To do:
Please print each entry below exactly as it reads.

Given records:
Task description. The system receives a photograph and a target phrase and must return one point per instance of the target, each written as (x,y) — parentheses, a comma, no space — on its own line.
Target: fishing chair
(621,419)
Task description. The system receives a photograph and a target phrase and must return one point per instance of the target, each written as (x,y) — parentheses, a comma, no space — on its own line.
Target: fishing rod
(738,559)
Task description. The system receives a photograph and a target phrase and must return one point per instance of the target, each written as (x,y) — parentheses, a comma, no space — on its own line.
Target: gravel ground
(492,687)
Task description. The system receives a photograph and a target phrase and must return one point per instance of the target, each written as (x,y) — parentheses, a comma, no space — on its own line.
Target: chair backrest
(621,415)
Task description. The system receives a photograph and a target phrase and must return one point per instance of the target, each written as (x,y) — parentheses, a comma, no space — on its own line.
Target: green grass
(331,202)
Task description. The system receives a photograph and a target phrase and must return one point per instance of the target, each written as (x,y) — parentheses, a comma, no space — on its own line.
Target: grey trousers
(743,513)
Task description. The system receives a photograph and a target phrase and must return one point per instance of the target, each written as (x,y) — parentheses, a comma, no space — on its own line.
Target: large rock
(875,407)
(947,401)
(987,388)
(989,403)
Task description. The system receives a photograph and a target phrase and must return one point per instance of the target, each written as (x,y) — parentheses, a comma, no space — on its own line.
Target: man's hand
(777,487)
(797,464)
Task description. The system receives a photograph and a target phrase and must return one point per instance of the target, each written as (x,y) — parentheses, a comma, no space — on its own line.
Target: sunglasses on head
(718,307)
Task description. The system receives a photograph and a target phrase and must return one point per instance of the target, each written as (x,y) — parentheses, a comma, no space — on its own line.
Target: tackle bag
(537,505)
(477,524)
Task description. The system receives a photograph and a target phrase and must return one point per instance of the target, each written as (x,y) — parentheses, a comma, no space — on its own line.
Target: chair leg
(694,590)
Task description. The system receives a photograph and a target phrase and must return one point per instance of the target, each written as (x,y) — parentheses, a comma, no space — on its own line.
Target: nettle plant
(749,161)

Output for this task:
Task description. The system receives a photograph and a target phrase and must return one point per instance of the target, each written as (x,y) — parentheses, a comma, no space — on its own line.
Target: fishing chair
(621,419)
Task description. The system receives a photograph and a target phrase and must return one point per instance of the target, each written as (x,y) — parentheses, a comma, no space — on its own line.
Target: fishing rod
(738,559)
Task description. The system receives a photograph and a target phrase and must return one point per instance of the target, each written as (x,y) — parentheses, a comma, no space — on its own line.
Target: gravel ground
(492,687)
Task description. The system receives a photograph and a target phrase and must return one point per instance of the target, each written as (x,y) — parentheses, a comma, no space — on its own line.
Target: chair backrest
(621,415)
Task description. The system receives a photograph and a target phrase and must return one point per instance of the target, each written as (x,y) — parentheses, a comma, no space — on its own line.
Target: green grass
(331,202)
Task description. The system receives a photograph and a target phrase and must return one point per instance of the target, each written as (x,y) — parentheses, a comma, no space — on its own line.
Target: grey trousers
(743,513)
Task description. The system receives a photograph and a target phrase and must return one point per instance of the target, each written as (x,y) — parentheses, a comma, no space — on its own line.
Target: large rock
(875,407)
(947,401)
(987,388)
(989,403)
Task description. The system receives a photograph and a target phrase and must return one point per instance of the target, each written as (x,y) — parentheses, a comma, no space — on its own line.
Target: man's hand
(777,487)
(797,464)
Task description. The system receives a photograph and a target phrase and must return one point per instance of the target, each written as (x,y) — parentheses, a comma, no space — on its own line.
Target: sunglasses on head
(718,307)
Task description. The system receives a photograph and a target phrase and must return one point per instance of the target, each written as (x,y) — parentheses, a comma, no space — on its own line.
Target: tackle bag
(537,505)
(477,524)
Task description. The system receives a photograph and a target phrase and must return one point per instance of the target, each written as (x,y) — parentheses, a comma, no space — on its own line.
Target: chair leg
(694,590)
Task description. The system receives a photograph and a target phrase and must return one point per instance of the target, each written as (x,y) — parentheses, a comma, no space — on its own line.
Target: nettle plant
(749,161)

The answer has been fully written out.